>> START Data for the task

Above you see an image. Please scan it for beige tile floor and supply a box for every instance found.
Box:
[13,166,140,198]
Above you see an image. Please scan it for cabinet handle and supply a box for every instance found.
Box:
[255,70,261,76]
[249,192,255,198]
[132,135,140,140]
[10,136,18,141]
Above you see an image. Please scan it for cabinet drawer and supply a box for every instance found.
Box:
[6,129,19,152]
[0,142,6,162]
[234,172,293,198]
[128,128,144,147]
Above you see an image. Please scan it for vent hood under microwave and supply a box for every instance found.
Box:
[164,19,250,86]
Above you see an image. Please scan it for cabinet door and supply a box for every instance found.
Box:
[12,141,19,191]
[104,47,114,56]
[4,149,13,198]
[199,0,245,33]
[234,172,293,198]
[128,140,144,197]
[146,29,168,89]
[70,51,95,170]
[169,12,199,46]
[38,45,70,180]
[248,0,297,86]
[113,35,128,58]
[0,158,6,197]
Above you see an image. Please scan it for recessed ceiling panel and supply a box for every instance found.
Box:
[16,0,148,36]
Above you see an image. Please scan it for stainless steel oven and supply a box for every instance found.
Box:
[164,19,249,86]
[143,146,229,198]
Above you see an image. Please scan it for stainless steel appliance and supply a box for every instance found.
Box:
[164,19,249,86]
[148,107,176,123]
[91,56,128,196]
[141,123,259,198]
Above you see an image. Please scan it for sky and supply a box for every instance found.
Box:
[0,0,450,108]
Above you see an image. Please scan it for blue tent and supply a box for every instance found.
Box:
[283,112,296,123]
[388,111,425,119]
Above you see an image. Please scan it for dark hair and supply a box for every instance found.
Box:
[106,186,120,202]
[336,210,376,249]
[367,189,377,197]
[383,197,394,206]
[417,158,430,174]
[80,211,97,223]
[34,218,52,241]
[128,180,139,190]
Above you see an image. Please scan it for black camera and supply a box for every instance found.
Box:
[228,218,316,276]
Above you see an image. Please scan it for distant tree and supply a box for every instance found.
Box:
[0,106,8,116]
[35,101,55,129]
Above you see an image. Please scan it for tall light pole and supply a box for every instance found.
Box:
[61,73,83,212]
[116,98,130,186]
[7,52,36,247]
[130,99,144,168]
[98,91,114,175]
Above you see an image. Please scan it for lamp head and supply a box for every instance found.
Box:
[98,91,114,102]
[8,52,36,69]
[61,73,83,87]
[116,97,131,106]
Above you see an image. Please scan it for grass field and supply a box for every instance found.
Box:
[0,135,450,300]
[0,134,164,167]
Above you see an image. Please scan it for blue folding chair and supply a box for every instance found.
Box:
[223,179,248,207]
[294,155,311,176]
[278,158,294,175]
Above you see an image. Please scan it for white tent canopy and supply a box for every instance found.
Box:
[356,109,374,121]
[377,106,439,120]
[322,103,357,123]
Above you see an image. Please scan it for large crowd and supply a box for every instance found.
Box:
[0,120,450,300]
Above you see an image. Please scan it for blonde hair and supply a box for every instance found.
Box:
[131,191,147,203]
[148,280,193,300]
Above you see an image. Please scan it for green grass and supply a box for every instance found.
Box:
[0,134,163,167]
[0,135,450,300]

>> END Data for the task

Aim of the task — Arrange the lines above, from the line with "Above you see an image. Please scan it for cabinet door" to the line with "[322,103,357,123]", as a Markdown table with the columns Row and Content, leaving out any blank lines.

Result of this exercise —
| Row | Content |
|---|---|
| 1 | Above you see an image. Please scan it for cabinet door and supply a box for every instance found. |
| 2 | Box: |
| 3 | [12,141,19,191] |
| 4 | [104,47,114,56] |
| 5 | [4,149,13,198] |
| 6 | [199,0,245,33] |
| 7 | [234,172,293,198] |
| 8 | [128,140,144,197] |
| 9 | [146,29,168,89] |
| 10 | [70,51,95,170] |
| 11 | [169,12,199,46] |
| 12 | [38,45,70,180] |
| 13 | [248,0,297,86] |
| 14 | [113,35,128,58] |
| 15 | [0,158,6,197] |
| 16 | Above you see an image. Please scan it for recessed ceiling panel and supply a box for every instance found. |
| 17 | Box: |
| 18 | [16,0,148,36] |
| 19 | Above you see an image. Please scan it for stainless steel oven and supply a box for every instance found. |
| 20 | Box: |
| 21 | [164,19,249,86] |
| 22 | [143,146,229,198] |
| 23 | Above you see an image. Please scan it for stainless steel appliance and supply a box for every instance found. |
| 24 | Box: |
| 25 | [164,19,249,86] |
| 26 | [148,107,176,123] |
| 27 | [91,56,128,196] |
| 28 | [141,123,259,198] |
| 29 | Above you see an image. Please scan it for sky and supply a box for every instance found. |
| 30 | Box: |
| 31 | [0,0,450,108] |
| 32 | Above you see an image. Please scan it for blue tent and supply a box for every instance found. |
| 33 | Box: |
| 34 | [283,112,296,123] |
| 35 | [388,111,425,119] |
| 36 | Above you see an image. Please scan it for dark hair and supply a box for every instance found. |
| 37 | Box: |
| 38 | [106,186,120,202] |
| 39 | [336,210,376,249] |
| 40 | [367,189,377,197] |
| 41 | [383,197,394,206] |
| 42 | [417,158,430,174] |
| 43 | [80,211,97,223] |
| 44 | [34,218,52,241] |
| 45 | [128,180,139,190] |
| 46 | Above you see an image. Please scan it for black camera and supply a box for every instance found. |
| 47 | Box: |
| 48 | [228,218,316,276] |
| 49 | Above you see an image. Please scan it for distant tree and supply a box for every instance found. |
| 50 | Box: |
| 51 | [0,106,8,116] |
| 52 | [35,101,55,129] |
| 53 | Above you see an image. Please scan it for tall light pole and supply a box for every instance found. |
| 54 | Box: |
| 55 | [61,73,83,212] |
| 56 | [116,98,130,186] |
| 57 | [7,52,36,247] |
| 58 | [130,99,144,168] |
| 59 | [98,91,114,175] |
| 60 | Above you see an image. Please scan it for lamp head and supply a box for every instance found. |
| 61 | Box: |
| 62 | [98,91,114,102] |
| 63 | [8,52,36,69] |
| 64 | [61,73,83,87] |
| 65 | [116,97,131,106] |
| 66 | Above you see an image. Please scan it for grass field and supply a box for every instance found. |
| 67 | Box: |
| 68 | [0,135,450,300] |
| 69 | [0,134,164,167] |
| 70 | Above you see an image. Please scan it for blue folding chair and supply a box for every instance found. |
| 71 | Box: |
| 72 | [223,179,248,207] |
| 73 | [294,155,311,176] |
| 74 | [278,158,294,175] |
| 75 | Above you see an image. Please scan it for white tent canopy and supply a box for every instance found. |
| 76 | Box: |
| 77 | [356,109,374,121] |
| 78 | [377,106,439,120] |
| 79 | [322,103,357,123] |